:: Document ::

L'Art et la matière. L'oeuvre de
Jean Fautrier reste pour beaucoup dominée par la puissance, encore intacte aujourd'hui, des figures d'Otages réalisées à
Chatenay-Malabry dans un contexte dramatique, entre 1943 et 1945, et exposées grâce à la galerie Drouin dans l'immédiat après guerre. Têtes d'Otages, plus tard de Partisans ou Grande Tête tragique en bronze de 1942 (p. 39), sont des figures universelles de souffrance qui parlent d'elles-mêmes et émeuvent en conséquence. Ces Otages doivent autant à la sculpture qu'à la peinture selon
Malraux repris par
Itzhak Goldberg dans son texte « Portraits, visages, têtes », l'un des cinq – tous instructifs – qu'on peut lire dans ce hors série de qualité.

:::
:: Lignes ::

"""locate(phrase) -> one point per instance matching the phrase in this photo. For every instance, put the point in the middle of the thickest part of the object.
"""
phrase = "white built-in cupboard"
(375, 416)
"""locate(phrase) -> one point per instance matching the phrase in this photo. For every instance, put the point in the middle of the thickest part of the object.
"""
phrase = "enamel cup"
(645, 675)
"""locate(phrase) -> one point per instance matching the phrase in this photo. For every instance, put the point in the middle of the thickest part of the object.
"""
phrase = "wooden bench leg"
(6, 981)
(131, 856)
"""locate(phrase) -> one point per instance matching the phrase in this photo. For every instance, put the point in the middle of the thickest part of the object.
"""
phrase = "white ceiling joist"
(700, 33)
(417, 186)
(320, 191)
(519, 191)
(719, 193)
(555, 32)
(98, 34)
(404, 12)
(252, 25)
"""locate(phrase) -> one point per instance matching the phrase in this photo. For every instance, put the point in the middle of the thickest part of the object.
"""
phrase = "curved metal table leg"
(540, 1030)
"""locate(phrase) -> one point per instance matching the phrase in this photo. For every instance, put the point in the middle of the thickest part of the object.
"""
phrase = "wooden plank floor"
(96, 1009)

:::

À compléter.
1. Répondez à ces questions sur le texte consacré à Jean Fautrier :
(a) Dans quelle ville les figures d'Otages ont-elles été réalisées ?
(b) Quelle galerie les a exposées dans l'immédiat après-guerre ?
(c) Quel est le titre du texte d'Itzhak Goldberg ?
2. Reportez toutes les lignes des enregistrements dans un tableau Markdown à deux colonnes, « Numéro » et « Ligne d'enregistrement ». Chaque ligne occupe une rangée numérotée, et les lignes vides sont omises.

Réponses par tâche.
1.
(a) À Chatenay-Malabry.
(b) La galerie Drouin.
(c) « Portraits, visages, têtes ».

2.
| Numéro | Ligne d'enregistrement |
|---|---|
| 1 | """locate(phrase) -> one point per instance matching the phrase in this photo. For every instance, put the point in the middle of the thickest part of the object. |
| 2 | """ |
| 3 | phrase = "white built-in cupboard" |
| 4 | (375, 416) |
| 5 | """locate(phrase) -> one point per instance matching the phrase in this photo. For every instance, put the point in the middle of the thickest part of the object. |
| 6 | """ |
| 7 | phrase = "enamel cup" |
| 8 | (645, 675) |
| 9 | """locate(phrase) -> one point per instance matching the phrase in this photo. For every instance, put the point in the middle of the thickest part of the object. |
| 10 | """ |
| 11 | phrase = "wooden bench leg" |
| 12 | (6, 981) |
| 13 | (131, 856) |
| 14 | """locate(phrase) -> one point per instance matching the phrase in this photo. For every instance, put the point in the middle of the thickest part of the object. |
| 15 | """ |
| 16 | phrase = "white ceiling joist" |
| 17 | (700, 33) |
| 18 | (417, 186) |
| 19 | (320, 191) |
| 20 | (519, 191) |
| 21 | (719, 193) |
| 22 | (555, 32) |
| 23 | (98, 34) |
| 24 | (404, 12) |
| 25 | (252, 25) |
| 26 | """locate(phrase) -> one point per instance matching the phrase in this photo. For every instance, put the point in the middle of the thickest part of the object. |
| 27 | """ |
| 28 | phrase = "curved metal table leg" |
| 29 | (540, 1030) |
| 30 | """locate(phrase) -> one point per instance matching the phrase in this photo. For every instance, put the point in the middle of the thickest part of the object. |
| 31 | """ |
| 32 | phrase = "wooden plank floor" |
| 33 | (96, 1009) |